What this task involves:
Set down, in full, every record in the block.

Records shown:
◆ ◆ ◆ ◆ ◆ ◆ ◆

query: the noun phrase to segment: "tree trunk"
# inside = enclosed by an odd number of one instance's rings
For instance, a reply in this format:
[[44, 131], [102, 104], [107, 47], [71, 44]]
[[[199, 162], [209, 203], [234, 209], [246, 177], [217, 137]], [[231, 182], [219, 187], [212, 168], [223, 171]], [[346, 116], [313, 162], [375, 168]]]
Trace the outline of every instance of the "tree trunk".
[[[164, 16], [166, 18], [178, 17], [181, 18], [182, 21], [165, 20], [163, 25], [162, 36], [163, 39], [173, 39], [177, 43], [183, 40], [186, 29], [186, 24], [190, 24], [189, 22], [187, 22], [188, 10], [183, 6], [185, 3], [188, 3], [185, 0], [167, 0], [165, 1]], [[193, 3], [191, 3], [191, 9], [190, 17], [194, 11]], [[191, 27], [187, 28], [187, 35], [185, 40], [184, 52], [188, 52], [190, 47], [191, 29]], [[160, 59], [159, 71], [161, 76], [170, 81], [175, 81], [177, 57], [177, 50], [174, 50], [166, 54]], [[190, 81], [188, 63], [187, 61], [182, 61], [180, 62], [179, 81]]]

◆ ◆ ◆ ◆ ◆ ◆ ◆

Expected answer:
query: the noun phrase to segment: "tree trunk"
# inside = enclosed by an odd number of one instance's rings
For instance, a reply in this format:
[[44, 131], [102, 104], [107, 47], [71, 44]]
[[[199, 162], [209, 203], [234, 209], [246, 177], [217, 137]], [[231, 182], [219, 187], [212, 168], [223, 171]], [[346, 116], [313, 162], [375, 168]]]
Trace the outline of every instance of the "tree trunk".
[[[164, 16], [166, 18], [178, 17], [181, 18], [182, 21], [165, 20], [163, 25], [162, 36], [163, 39], [173, 39], [177, 43], [183, 40], [186, 29], [186, 24], [190, 24], [189, 22], [187, 22], [188, 10], [183, 6], [185, 3], [188, 3], [185, 0], [167, 0], [165, 1]], [[193, 3], [191, 3], [191, 9], [190, 17], [194, 11]], [[191, 27], [187, 28], [187, 35], [185, 40], [184, 52], [188, 52], [190, 47], [191, 29]], [[160, 59], [159, 71], [161, 76], [170, 81], [175, 81], [177, 57], [177, 50], [174, 50], [166, 54]], [[190, 81], [188, 63], [187, 61], [182, 61], [180, 62], [179, 81]]]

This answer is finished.